What to produce: Lines from the start of the data through the line containing "positive clicks: (532, 212) (476, 178)" must be given again exactly. Leave the others out.

· · ·

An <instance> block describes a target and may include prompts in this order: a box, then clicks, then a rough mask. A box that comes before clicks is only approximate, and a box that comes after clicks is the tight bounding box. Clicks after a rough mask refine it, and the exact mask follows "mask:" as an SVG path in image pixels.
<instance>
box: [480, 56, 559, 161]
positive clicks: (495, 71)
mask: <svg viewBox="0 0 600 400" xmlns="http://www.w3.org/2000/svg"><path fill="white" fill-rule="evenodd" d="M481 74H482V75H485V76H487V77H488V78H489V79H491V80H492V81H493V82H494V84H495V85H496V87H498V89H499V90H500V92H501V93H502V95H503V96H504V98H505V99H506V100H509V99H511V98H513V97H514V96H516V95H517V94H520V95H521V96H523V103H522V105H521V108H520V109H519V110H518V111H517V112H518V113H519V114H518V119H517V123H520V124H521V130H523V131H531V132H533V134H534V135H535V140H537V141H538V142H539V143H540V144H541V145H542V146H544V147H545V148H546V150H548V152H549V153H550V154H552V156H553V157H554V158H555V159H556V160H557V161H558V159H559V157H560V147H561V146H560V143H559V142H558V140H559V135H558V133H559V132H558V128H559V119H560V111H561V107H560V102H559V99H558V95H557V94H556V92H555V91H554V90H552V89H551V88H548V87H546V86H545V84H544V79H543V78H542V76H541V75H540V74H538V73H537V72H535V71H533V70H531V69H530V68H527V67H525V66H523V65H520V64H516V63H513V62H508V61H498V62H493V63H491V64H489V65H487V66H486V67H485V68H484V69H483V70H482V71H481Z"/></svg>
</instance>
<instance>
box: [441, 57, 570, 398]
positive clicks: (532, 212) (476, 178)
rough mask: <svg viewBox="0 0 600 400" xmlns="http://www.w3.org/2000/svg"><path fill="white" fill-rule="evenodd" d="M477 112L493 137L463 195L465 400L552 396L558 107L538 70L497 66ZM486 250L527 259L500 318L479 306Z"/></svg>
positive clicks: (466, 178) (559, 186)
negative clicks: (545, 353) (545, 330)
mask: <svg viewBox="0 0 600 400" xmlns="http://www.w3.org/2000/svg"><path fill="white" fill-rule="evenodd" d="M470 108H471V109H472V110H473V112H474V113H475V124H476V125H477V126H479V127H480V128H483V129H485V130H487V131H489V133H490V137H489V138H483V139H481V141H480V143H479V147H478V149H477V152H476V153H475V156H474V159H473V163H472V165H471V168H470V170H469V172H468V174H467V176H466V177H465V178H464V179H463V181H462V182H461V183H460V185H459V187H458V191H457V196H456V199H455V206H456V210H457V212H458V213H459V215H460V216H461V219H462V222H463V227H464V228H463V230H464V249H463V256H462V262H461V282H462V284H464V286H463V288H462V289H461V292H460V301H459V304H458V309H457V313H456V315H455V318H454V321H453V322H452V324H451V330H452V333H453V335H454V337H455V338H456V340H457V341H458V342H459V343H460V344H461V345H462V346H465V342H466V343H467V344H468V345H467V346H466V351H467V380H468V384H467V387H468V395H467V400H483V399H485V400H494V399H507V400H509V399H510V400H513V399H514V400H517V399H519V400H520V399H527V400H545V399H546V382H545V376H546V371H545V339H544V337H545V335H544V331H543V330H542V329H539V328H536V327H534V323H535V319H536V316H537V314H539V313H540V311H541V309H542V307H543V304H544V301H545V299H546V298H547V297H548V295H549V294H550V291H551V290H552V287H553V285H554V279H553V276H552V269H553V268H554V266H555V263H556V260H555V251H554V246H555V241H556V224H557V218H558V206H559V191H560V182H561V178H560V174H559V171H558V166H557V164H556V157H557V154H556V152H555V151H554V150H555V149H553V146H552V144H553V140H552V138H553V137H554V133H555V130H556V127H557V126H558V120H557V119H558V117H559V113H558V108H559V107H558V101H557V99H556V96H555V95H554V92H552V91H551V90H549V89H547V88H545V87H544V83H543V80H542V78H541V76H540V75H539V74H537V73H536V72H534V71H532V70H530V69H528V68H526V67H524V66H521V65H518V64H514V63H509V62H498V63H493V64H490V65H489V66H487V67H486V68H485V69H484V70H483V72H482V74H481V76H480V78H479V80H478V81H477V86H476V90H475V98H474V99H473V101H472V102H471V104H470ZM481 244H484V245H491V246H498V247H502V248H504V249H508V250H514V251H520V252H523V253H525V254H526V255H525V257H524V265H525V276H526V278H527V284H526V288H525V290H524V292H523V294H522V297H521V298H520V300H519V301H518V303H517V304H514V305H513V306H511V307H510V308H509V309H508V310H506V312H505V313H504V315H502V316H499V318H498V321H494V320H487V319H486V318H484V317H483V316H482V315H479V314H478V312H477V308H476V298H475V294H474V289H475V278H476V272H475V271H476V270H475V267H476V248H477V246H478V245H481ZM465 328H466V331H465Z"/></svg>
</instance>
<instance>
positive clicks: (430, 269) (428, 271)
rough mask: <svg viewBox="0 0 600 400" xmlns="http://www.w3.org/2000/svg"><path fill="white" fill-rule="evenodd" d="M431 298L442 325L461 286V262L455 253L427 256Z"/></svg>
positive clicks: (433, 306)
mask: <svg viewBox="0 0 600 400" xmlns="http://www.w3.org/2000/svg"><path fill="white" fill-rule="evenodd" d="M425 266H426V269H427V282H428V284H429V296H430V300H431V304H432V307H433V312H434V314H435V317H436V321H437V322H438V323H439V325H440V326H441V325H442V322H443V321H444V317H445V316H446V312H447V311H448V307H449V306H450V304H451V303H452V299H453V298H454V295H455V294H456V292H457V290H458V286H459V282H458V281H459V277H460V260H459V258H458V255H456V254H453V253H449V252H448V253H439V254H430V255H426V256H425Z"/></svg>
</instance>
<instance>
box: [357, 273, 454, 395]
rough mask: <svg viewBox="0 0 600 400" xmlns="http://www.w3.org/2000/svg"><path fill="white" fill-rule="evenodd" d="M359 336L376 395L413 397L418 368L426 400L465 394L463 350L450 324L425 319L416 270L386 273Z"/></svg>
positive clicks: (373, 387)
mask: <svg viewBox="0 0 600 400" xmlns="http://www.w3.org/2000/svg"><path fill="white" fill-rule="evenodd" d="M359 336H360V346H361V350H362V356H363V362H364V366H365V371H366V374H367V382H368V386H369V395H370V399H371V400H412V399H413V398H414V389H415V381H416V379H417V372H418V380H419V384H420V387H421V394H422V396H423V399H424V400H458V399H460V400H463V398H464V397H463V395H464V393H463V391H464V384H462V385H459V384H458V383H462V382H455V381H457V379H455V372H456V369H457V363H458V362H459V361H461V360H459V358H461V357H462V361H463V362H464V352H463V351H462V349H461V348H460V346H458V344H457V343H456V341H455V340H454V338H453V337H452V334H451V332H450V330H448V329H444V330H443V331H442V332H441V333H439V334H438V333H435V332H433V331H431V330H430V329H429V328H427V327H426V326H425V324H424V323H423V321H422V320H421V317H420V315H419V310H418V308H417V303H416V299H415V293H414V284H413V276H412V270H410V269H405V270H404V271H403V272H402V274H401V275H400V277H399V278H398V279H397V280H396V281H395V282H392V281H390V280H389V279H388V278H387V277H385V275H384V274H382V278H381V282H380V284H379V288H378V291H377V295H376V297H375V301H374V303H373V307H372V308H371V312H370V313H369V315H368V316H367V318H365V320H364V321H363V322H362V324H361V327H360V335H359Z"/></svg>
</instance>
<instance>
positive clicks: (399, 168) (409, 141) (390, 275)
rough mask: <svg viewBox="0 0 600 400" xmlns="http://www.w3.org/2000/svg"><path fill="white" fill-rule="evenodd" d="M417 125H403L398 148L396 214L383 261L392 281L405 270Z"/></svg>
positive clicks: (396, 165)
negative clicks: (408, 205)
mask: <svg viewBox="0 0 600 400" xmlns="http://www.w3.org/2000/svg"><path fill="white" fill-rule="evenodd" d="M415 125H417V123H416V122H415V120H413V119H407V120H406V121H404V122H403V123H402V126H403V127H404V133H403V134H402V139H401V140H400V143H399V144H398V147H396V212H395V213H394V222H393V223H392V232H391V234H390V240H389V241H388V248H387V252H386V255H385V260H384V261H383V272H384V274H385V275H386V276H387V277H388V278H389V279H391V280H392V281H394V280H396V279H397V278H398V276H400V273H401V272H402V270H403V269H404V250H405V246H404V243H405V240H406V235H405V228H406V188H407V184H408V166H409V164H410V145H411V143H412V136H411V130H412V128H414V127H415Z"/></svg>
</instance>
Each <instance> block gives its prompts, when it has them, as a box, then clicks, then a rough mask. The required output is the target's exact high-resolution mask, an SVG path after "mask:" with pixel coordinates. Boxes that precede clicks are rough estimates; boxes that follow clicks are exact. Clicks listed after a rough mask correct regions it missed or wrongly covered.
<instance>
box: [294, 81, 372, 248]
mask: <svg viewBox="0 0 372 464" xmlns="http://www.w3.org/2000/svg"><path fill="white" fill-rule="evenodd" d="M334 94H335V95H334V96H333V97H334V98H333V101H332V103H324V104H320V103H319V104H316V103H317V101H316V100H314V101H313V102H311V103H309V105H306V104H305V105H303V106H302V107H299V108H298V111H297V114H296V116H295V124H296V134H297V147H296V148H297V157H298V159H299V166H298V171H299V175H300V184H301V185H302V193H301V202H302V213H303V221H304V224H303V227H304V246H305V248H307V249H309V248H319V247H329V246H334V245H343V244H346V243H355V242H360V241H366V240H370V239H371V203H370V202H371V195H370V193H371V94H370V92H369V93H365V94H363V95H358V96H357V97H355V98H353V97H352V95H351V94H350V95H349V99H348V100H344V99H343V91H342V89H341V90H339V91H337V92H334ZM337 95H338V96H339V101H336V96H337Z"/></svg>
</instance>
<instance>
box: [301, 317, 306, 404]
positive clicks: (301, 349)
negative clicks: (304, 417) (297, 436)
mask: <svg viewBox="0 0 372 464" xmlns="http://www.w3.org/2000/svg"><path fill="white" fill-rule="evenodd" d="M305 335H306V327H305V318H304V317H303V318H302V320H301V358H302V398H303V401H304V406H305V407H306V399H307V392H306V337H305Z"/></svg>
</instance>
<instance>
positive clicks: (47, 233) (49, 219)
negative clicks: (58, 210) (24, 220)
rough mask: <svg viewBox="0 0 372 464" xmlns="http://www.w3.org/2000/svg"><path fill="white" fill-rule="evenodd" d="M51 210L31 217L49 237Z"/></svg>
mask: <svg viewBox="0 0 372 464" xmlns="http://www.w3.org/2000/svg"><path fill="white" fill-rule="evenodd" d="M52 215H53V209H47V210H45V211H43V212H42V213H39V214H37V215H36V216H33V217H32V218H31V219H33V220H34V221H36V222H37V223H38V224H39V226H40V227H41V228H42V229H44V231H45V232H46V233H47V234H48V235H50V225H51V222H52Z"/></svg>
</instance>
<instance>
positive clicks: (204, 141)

· · ·

Response to the task:
An <instance> block describes a target and may include prompts in this order: a box, then clicks, then a rough mask. A box that comes before clicks is only approximate, and a box that comes after clicks is the tight bounding box. Clicks after a rough mask refine it, and the exact mask follows "mask:" as an SVG path in image pixels.
<instance>
box: [480, 56, 559, 161]
positive clicks: (495, 71)
mask: <svg viewBox="0 0 600 400" xmlns="http://www.w3.org/2000/svg"><path fill="white" fill-rule="evenodd" d="M481 74H482V75H485V76H487V77H488V78H489V79H491V80H492V81H493V82H494V84H495V85H496V87H498V89H499V90H500V92H501V93H502V95H503V96H504V98H505V99H506V100H509V99H511V98H513V97H514V96H516V95H517V94H520V95H521V96H523V103H522V105H521V108H520V109H519V110H518V111H517V112H518V113H519V114H518V119H517V123H520V124H521V130H523V131H531V132H533V134H534V135H535V140H537V141H538V142H539V143H540V144H541V145H542V146H544V147H545V148H546V150H548V152H549V153H550V154H552V156H553V157H554V158H555V159H556V160H557V161H558V159H559V157H560V147H561V146H560V143H559V142H558V140H559V135H558V133H559V132H558V128H559V119H560V111H561V107H560V102H559V99H558V95H557V94H556V92H555V91H554V90H552V89H551V88H548V87H546V86H545V84H544V79H543V78H542V76H541V75H540V74H538V73H537V72H535V71H533V70H531V69H530V68H527V67H525V66H523V65H520V64H516V63H513V62H508V61H498V62H493V63H491V64H489V65H487V66H486V67H485V68H484V69H483V70H482V71H481Z"/></svg>
</instance>
<instance>
box: [441, 57, 570, 398]
positive clicks: (532, 212) (476, 178)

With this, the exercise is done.